### [WHAT THE TASK ASKS]
Repeat exactly the lines that run from the one containing "In this exercise you will spot each instance of the teenage" to the end of the data, and leave out all others.

### [WORKING DATA]

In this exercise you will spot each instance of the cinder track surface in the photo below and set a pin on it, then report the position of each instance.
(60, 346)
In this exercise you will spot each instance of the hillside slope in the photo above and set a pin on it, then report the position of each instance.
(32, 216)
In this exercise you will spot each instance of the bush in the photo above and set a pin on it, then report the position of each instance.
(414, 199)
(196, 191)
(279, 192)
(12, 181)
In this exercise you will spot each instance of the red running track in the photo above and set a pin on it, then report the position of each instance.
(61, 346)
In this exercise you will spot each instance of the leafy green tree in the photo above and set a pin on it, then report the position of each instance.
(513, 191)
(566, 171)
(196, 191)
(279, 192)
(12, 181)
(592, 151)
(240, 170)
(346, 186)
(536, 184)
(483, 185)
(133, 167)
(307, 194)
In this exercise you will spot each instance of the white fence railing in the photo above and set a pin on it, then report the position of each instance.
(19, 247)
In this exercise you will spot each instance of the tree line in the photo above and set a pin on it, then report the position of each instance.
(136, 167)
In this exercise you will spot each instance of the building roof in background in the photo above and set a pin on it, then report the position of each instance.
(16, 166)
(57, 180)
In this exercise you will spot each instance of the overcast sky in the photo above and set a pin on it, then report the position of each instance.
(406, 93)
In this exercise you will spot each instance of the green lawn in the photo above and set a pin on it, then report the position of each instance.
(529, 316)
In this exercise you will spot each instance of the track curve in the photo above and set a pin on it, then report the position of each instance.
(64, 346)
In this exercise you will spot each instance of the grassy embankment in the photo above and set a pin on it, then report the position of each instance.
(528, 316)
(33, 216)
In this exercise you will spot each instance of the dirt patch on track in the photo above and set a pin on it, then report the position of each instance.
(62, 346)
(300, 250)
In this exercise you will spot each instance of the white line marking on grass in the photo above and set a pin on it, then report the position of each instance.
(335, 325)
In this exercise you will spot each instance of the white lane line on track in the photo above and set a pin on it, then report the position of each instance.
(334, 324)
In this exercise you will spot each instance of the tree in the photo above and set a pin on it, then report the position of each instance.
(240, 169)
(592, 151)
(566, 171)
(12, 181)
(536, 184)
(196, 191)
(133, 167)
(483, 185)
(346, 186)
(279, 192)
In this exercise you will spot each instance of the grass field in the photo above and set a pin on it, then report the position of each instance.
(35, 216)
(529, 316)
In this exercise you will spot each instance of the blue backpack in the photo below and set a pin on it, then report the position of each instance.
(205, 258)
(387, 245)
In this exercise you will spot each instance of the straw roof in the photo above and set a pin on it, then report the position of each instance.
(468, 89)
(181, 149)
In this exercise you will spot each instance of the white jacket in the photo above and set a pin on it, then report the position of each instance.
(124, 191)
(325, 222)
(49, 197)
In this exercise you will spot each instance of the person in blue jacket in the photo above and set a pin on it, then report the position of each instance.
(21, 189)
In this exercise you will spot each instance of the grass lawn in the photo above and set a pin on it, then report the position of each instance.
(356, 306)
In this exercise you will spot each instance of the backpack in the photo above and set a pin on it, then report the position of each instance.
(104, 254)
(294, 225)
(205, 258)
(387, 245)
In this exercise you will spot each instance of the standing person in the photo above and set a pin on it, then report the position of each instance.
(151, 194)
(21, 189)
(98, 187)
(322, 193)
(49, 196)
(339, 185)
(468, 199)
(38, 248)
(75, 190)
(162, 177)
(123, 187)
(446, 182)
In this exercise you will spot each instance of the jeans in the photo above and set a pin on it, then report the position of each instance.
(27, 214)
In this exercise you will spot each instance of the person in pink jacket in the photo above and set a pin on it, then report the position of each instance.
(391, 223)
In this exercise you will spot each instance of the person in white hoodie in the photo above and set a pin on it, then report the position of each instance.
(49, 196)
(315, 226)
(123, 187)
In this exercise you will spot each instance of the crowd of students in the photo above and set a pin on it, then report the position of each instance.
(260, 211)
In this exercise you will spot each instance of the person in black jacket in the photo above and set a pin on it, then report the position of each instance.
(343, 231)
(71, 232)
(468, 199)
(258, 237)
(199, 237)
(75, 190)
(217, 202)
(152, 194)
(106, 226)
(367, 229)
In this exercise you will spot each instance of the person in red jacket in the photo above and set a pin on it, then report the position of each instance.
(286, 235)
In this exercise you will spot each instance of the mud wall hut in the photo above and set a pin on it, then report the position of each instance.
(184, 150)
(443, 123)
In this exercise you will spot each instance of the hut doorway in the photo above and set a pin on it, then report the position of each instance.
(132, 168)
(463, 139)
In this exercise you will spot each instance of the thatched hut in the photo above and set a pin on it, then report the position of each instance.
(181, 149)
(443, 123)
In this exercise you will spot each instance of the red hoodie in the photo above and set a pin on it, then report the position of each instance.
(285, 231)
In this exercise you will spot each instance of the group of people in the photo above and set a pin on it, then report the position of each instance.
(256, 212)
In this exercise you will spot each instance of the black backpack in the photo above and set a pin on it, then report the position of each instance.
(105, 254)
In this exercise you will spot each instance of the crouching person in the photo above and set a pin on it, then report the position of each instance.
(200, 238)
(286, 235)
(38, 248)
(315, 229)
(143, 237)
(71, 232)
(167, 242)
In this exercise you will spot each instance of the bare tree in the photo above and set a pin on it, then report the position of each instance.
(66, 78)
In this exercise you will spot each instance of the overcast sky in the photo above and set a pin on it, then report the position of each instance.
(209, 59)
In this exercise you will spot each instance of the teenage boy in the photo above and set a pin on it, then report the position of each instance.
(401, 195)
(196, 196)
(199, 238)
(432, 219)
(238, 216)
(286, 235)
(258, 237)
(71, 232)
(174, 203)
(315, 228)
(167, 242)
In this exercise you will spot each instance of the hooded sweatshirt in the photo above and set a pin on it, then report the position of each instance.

### [SOLUTION FOR THIS PROBLEM]
In this exercise you will spot each instance of the teenage boy in the photo above and set a pin on it, then report the position of each instance.
(401, 195)
(196, 196)
(199, 238)
(432, 219)
(238, 216)
(286, 235)
(258, 237)
(71, 232)
(174, 203)
(315, 228)
(167, 242)
In this exercise you will spot each instance of the hooded sweatshirt in the photo above and set a pin on it, then report the position of each instance.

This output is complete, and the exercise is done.